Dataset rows
====

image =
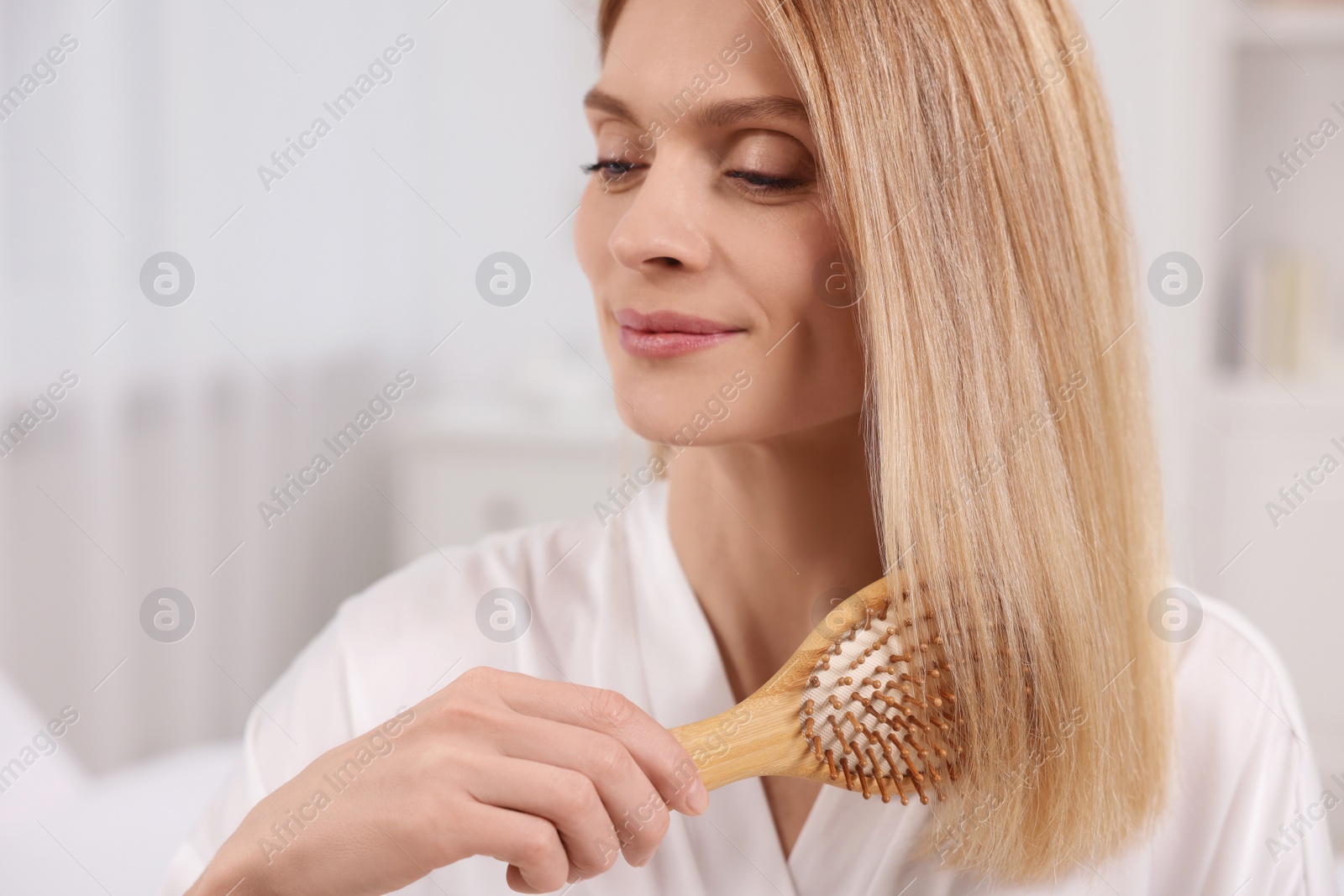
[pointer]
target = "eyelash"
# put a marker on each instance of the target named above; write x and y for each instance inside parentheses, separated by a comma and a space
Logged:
(613, 170)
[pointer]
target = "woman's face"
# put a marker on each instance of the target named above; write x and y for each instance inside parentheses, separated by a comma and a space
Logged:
(705, 238)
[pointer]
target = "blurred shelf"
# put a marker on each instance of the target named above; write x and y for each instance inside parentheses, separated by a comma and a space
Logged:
(1250, 392)
(1285, 26)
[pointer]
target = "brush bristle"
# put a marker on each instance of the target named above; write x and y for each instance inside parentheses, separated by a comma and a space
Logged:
(875, 716)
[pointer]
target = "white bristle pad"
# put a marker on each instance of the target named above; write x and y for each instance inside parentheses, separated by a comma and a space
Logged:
(900, 716)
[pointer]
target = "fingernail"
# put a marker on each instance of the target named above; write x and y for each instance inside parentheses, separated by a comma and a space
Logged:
(698, 799)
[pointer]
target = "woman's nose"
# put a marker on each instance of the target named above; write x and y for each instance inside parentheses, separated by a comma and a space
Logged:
(664, 224)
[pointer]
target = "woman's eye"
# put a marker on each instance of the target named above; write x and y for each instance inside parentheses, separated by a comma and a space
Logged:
(766, 183)
(609, 170)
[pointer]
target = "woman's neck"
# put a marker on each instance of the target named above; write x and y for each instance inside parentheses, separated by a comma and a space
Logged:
(768, 532)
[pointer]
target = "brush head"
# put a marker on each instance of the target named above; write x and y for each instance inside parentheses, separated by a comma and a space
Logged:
(879, 707)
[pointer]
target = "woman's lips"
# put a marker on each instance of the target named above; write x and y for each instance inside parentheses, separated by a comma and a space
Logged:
(669, 333)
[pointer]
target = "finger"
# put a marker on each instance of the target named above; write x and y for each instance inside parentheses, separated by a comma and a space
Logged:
(660, 755)
(528, 844)
(632, 804)
(564, 797)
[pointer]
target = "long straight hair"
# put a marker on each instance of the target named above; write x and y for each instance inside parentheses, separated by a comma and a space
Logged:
(968, 160)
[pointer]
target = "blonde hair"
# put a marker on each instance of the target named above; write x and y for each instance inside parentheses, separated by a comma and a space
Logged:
(968, 160)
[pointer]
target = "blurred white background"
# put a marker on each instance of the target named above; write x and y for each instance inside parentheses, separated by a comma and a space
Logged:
(315, 291)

====

**Given request:** Except for the pictures, reproduce every line exactly.

**Solution for this problem:**
image =
[pointer]
target = "eyelash"
# put a marker on each instance of the target named above; write x and y for each instance inside parentheses, separated by a comma and a space
Logged:
(613, 170)
[pointer]
target = "woman's face"
# put a marker on each instance of the target named above; write x and y for each instance inside parentheses, separated by a comma and a space
Logged:
(705, 238)
[pointer]
target = "blurred shelf"
# put a marker on each instance of the target named above; write x and y for each instance inside parentheses, separated by a comma and a space
Logged:
(1250, 392)
(1285, 26)
[pointer]
target = "brush bristle"
# put a marker on each instance of the target named above; write x and y for each instance inside parentheses, separated by a comma and a space
Logged:
(875, 716)
[pointer]
target = "white bristle pad"
# put a marker on each instance of the target named above; write x and y for each instance inside parentheses, separated by a comma and a space
Logged:
(900, 716)
[pointer]
target = "fingernail"
# put a marker on each instance of the target named above; write x and y for each instance inside parentheses, separated by a comma and a space
Logged:
(698, 799)
[pointer]
target = "woman's nose"
# put a marker on each instance of the target named above; write x and y for each instance inside parentheses, separated by a comma and a space
Logged:
(664, 224)
[pointer]
target = "woman's eye"
# put a marker on each instance of the target named above; write x and y for each instance inside parentheses, separated by a comma and a space
Logged:
(766, 183)
(609, 170)
[pointer]
target = "woman's neck"
# put a marker on each instance of the target named above; write x and y for each instance inside parentheses, separated by a comma and a space
Logged:
(768, 532)
[pointer]
target = "brush head"
# put a marker on each instance of the target named above; write x and y for each instance inside parentheses, separated by a comma and a space
Logged:
(879, 707)
[pointer]
target = "woman's lips"
# put a marker on each instance of the target named above; write x and y for each instance inside parentheses, separated by a comma and a space
Logged:
(669, 333)
[pointer]
target = "finger"
# put a marker on each instance of the target named above; write x and y for each instance inside parentheses, separated by a comma and a space
Logged:
(660, 755)
(528, 844)
(632, 804)
(564, 797)
[pointer]
target = "long straight hair"
# put a marker on each instance of the target named above; write x and y for each instance inside parentheses, separated by a comma and a space
Logged:
(968, 160)
[pointer]
target = "blonde hair"
# put a marker on each instance of the target named above; write x and y for each instance inside parentheses, separated by a comma and a space
Logged:
(968, 160)
[pointer]
target = "blurred white background"
# put a marker on each instance of the target named above; write x and y for each instance inside parentheses, separated by a comma and a space
Logged:
(315, 291)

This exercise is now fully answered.